Frattaglie in saldo #19

Rabid-MR2

Tra un po’ dovremo assolutamente festeggiare, Frattaglie in saldo sta per raggiungere il ragguardevole numero di venti puntate, un lungo percorso formativo presieduto da Ciccio Russo, che ha deliziato i nostri palati parlandoci di gruppi death metal  austro-ungarici che conosciamo solo io, lui e l’irraggiungibile Luca Bonetta, che ha dimostrato di essere una sorta di jukebox vivente del death metal contemporaneo.

Nel tempo libero di solito discutiamo dei PATHOLOGY, che ci piacciono molto anche se non hanno origini austro-ungariche. In realtà questi giovinotti risiedono a San Diego, una città particolarmente fertile per il brutal death metal, il genere di musica che più sentiamo come nostro. Sostanzialmente la band di Dave AstorTim Tiszczenko (gli unici due superstiti della formazione originaria) registra e pubblica un disco ogni anno, con le dovute variazioni sul tema, il cui riconoscimento è noto solo ai filologi del death metal. E il tema di solito ruota attorno al campo semantico di sbudellare, squartare, ecc. Mentre i primi episodi discografici risultavano essere decisamente grezzi e caciaroni, dal formidabile Legacy of the Ancients in poi, i Pathology hanno dimostrato di aver saputo raccogliere l’eredità dei Disgorge, band in cui militava il cantante Matti Way, amichevolmente noto come Fogna Umana, viste le notevoli doti di growler. Uno sfortunato incidente e l’abbandono di Way, prontamente sostituito da Jonatan Huber, sfociarono nel mezzo passo falso di Awaken to the Sufferingin cui la presenza di due chitarre e una voce meno fognaria avevano reso più tecnica e relativamente – per gli standard del genere – meno brutale la proposta musicale dei nostri. A me era piaciuto comunque, ma continuo a preferirgli il successivo The Time of Great Purification, che aveva segnato il ritorno ad una maggiore compattezza sonora: una sola chitarra, riff  più quadrati, groove un tanto al chilo, melodia dosata con il contagocce e pezzi sempre più vicini alla forma-canzone. Dopo la bellezza di cinque (cinque!) dischi in cinque anni, mi aspettavo che si fermassero un po’, che magari meditassero su come smettere di riempire gli album di filler inutili, ma niente. Niente, a settembre ho appreso del ritorno di Way in pianta stabile e della conseguente uscita di Lords of Rephaimennesima – e questa volta mediocre – variazione sui classici stilemi del brutal americano. L’ex ugola dei Disgorge è la classica oasi felice e non tradisce le aspettative, ma tutto il resto sembra davvero non funzionare. Tra strizzate d’occhio ai soliti Cannibal Corpse e timide incursioni atmosferiche, quest’ultimo lavoro targato Pathology si trascina stancamente per una buona mezzora di timido headbanging.

· · ·

• Compito assegnato 1
Secondo la recensione sui Pathology, in quale città risiede la band?
• Compito assegnato 2
Spiega perché, nella recensione sui Pathology, il disco Awaken to the Suffering viene descritto come più tecnico e meno brutale.

· · ·

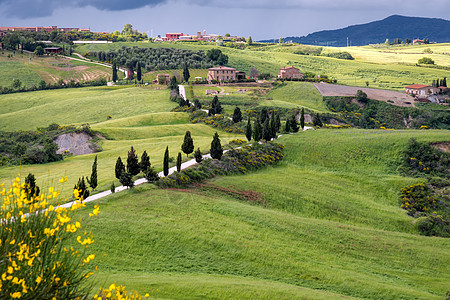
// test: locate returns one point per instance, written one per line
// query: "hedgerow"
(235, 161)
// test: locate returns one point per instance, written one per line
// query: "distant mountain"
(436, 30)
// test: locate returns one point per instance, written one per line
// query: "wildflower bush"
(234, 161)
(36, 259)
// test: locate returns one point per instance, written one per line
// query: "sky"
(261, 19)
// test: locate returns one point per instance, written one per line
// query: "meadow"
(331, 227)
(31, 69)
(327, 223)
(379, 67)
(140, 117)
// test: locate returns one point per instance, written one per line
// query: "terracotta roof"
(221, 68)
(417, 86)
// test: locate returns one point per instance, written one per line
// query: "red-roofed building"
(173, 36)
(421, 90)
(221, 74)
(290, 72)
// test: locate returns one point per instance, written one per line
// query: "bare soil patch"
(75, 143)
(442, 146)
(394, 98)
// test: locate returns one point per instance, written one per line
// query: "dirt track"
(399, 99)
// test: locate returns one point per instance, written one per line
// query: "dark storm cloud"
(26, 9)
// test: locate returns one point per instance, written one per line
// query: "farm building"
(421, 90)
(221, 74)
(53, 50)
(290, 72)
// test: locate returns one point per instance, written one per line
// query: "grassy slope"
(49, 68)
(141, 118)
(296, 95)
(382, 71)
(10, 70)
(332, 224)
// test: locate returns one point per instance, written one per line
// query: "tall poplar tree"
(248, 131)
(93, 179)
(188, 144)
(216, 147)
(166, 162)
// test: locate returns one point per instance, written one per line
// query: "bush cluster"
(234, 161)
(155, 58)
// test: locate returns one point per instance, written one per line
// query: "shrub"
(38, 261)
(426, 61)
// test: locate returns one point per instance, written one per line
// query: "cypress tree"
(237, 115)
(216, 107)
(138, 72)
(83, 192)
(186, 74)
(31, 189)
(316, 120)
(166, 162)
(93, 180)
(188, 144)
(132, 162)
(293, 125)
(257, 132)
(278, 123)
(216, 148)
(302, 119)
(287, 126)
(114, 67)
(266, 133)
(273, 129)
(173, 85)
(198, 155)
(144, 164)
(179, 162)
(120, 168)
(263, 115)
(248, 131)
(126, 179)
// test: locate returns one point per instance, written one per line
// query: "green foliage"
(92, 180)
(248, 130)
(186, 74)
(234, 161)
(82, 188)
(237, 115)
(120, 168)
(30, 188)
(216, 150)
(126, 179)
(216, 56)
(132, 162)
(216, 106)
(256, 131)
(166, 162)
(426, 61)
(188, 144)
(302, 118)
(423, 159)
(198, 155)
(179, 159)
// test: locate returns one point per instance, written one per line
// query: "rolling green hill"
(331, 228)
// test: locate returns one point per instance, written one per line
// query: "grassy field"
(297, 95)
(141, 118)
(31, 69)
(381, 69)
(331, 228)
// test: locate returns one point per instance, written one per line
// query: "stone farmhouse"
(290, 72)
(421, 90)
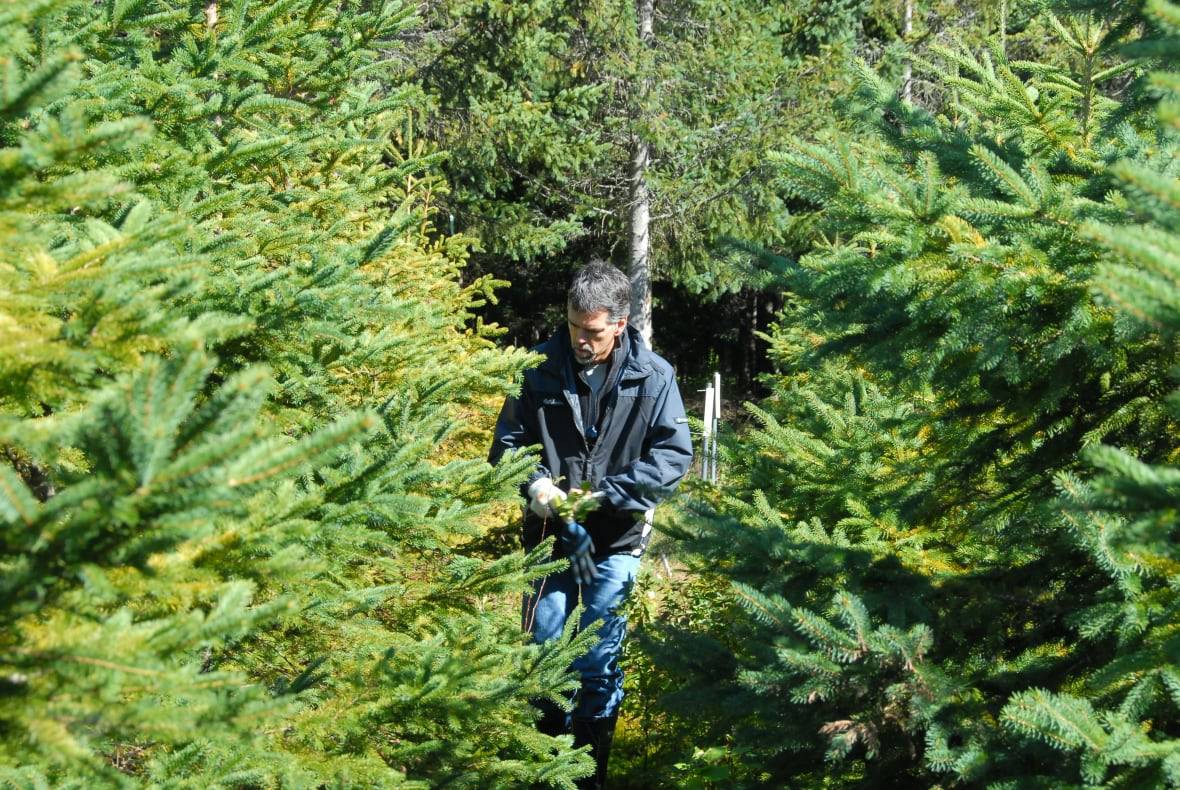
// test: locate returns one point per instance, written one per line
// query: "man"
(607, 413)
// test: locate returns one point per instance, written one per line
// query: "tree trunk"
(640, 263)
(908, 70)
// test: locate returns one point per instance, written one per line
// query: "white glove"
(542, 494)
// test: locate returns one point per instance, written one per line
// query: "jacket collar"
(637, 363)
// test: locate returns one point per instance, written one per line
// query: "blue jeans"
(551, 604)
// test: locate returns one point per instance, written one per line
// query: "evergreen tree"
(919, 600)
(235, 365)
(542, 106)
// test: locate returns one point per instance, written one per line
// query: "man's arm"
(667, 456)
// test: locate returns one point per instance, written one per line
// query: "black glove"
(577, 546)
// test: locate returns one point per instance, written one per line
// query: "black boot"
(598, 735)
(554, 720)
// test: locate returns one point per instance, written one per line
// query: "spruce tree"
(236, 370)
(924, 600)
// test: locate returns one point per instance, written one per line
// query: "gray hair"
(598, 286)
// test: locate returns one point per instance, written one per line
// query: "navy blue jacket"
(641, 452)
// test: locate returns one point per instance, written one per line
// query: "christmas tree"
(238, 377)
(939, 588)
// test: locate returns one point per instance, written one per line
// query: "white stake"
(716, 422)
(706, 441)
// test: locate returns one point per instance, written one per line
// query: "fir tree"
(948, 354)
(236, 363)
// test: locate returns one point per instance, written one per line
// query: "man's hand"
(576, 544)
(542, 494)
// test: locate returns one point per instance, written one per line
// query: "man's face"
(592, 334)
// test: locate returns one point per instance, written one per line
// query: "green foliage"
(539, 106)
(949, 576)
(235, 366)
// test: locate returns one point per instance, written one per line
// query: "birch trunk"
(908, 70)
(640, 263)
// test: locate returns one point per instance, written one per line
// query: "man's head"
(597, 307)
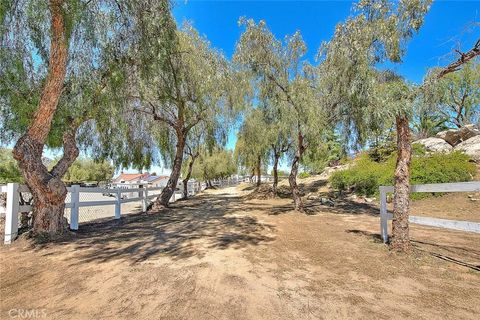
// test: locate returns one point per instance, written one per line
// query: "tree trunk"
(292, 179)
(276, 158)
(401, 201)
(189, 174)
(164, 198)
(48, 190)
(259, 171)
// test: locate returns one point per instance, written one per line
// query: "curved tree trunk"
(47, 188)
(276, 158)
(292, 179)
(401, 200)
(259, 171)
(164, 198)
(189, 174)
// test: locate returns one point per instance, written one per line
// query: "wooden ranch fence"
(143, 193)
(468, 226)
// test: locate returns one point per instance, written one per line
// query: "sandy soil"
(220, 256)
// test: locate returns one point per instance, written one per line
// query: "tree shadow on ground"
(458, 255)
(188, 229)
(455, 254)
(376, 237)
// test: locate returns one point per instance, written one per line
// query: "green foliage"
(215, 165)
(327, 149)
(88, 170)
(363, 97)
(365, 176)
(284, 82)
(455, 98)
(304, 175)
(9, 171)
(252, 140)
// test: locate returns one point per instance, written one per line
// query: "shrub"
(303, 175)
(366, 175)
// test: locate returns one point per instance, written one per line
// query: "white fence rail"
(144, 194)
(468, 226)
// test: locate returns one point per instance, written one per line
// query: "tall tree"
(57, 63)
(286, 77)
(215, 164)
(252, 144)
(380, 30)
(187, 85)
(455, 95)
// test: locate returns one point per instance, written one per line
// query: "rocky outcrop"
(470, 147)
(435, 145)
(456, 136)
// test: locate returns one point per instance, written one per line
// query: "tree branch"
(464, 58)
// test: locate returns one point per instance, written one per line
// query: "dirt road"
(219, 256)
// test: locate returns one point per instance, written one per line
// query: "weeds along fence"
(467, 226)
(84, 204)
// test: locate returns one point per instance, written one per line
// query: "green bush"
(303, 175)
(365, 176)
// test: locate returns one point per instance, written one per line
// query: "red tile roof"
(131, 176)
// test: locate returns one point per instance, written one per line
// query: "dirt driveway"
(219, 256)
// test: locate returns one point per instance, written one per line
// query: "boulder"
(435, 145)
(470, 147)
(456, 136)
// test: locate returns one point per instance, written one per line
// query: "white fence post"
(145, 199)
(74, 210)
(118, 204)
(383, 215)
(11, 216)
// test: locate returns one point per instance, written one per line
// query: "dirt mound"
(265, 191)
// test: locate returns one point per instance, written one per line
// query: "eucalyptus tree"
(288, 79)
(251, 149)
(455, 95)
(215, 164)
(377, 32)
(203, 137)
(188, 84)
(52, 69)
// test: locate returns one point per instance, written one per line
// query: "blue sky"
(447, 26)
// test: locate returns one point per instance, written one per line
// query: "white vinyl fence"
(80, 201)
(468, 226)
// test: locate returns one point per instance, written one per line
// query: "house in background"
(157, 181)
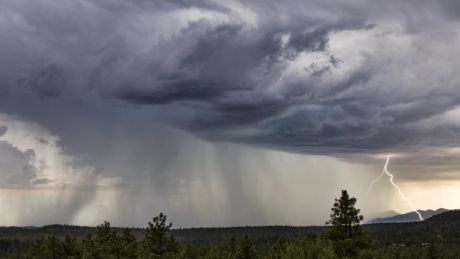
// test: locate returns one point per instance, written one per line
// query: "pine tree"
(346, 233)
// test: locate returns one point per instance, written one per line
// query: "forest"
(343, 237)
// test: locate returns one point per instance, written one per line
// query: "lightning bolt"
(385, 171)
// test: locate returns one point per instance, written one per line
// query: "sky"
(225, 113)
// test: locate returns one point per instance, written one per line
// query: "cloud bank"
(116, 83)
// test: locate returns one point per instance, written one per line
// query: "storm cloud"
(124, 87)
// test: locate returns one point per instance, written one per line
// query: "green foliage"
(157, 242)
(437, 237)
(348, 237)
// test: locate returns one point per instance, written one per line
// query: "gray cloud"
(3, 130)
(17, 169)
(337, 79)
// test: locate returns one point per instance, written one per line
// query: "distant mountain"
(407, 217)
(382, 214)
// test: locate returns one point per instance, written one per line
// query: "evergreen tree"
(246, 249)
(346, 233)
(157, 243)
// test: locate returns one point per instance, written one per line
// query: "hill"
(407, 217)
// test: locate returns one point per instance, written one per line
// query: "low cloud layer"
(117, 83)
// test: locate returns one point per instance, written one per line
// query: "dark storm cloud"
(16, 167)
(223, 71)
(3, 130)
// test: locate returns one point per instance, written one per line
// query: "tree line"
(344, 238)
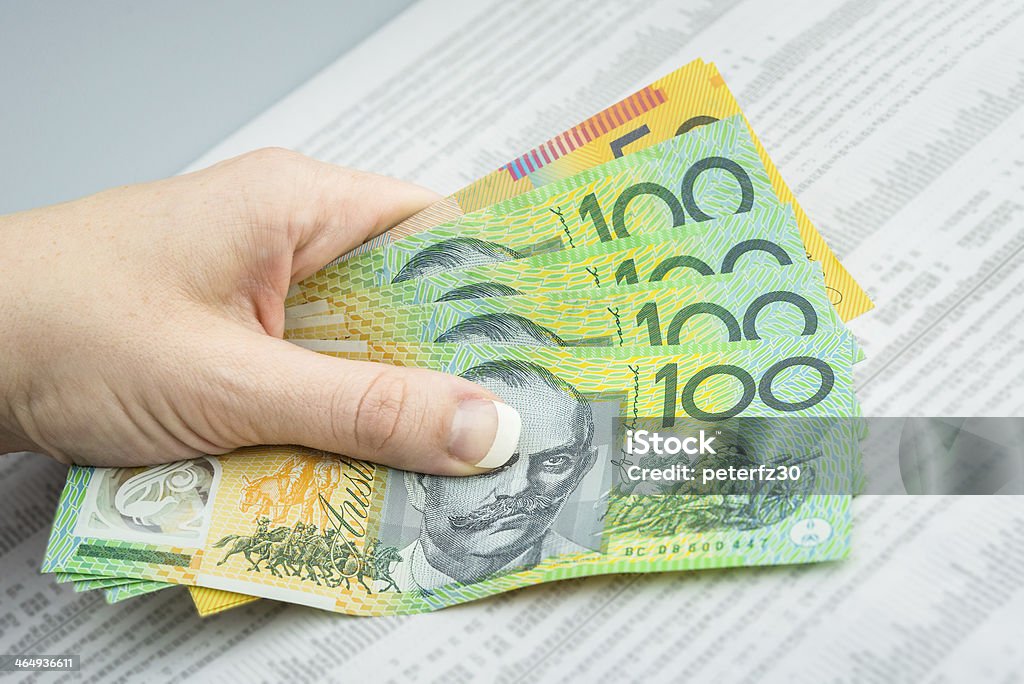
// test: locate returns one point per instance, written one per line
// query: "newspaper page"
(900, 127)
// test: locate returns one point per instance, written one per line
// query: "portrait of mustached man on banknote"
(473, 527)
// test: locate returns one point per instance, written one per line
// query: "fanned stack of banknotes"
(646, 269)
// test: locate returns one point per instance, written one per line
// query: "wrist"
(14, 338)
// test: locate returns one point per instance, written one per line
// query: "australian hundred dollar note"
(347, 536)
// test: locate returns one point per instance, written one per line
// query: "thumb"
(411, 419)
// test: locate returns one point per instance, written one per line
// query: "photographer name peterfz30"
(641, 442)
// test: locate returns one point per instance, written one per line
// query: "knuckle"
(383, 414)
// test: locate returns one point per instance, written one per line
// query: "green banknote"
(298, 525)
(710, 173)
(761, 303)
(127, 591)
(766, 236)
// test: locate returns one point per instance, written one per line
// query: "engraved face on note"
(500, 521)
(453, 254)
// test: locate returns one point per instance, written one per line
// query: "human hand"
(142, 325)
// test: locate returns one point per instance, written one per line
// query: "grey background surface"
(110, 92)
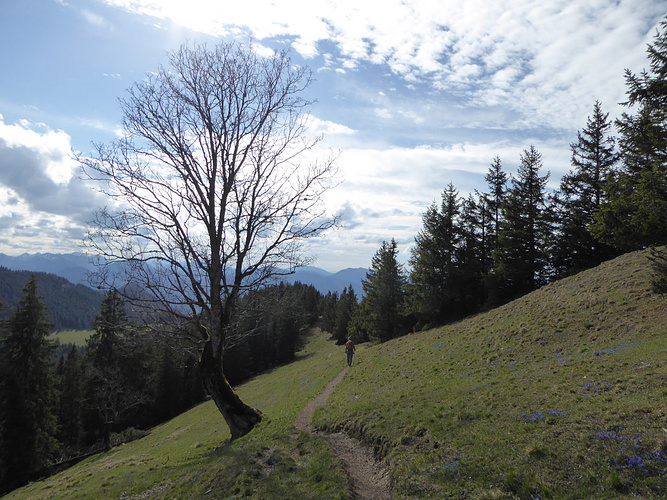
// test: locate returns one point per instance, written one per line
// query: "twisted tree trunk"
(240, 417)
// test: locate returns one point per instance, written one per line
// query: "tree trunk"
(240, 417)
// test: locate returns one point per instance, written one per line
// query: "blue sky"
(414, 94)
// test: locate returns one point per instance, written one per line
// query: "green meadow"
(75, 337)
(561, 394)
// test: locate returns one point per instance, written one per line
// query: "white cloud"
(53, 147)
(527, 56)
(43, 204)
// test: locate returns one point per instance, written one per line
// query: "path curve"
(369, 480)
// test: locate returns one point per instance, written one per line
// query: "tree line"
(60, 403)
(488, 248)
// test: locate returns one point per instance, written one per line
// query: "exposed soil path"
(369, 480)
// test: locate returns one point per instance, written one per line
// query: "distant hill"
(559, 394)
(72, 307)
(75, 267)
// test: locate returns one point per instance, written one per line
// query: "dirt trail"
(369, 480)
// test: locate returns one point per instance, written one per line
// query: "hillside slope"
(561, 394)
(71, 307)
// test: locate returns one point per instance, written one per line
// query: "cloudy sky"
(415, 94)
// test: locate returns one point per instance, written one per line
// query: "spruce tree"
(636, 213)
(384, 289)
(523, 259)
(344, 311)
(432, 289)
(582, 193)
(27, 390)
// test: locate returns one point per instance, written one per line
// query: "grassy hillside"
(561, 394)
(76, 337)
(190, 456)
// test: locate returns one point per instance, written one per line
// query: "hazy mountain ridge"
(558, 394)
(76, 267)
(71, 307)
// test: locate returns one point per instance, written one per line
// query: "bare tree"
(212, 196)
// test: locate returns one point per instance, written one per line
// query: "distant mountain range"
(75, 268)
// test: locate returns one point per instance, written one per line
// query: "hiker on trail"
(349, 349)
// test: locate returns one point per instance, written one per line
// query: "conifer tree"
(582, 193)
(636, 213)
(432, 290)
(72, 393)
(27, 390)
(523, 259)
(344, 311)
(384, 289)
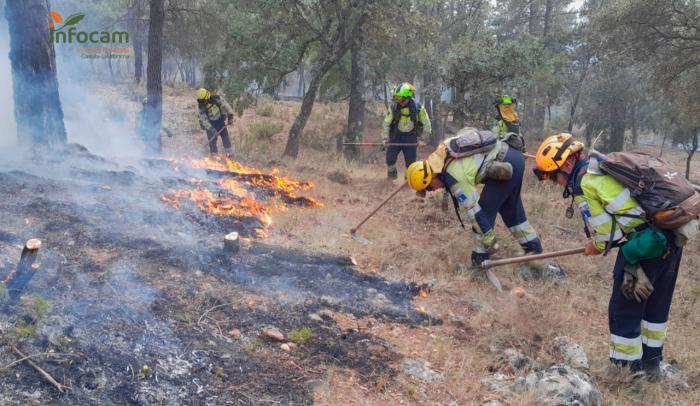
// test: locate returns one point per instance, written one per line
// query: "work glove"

· · ·

• Risposta 1
A San Diego.

• Risposta 2
Il disco aveva due chitarre e una voce meno fognaria, quella di Jonatan Huber, subentrato a Matti Way. Questo rendeva la proposta musicale più tecnica e, per gli standard del genere, relativamente meno brutale.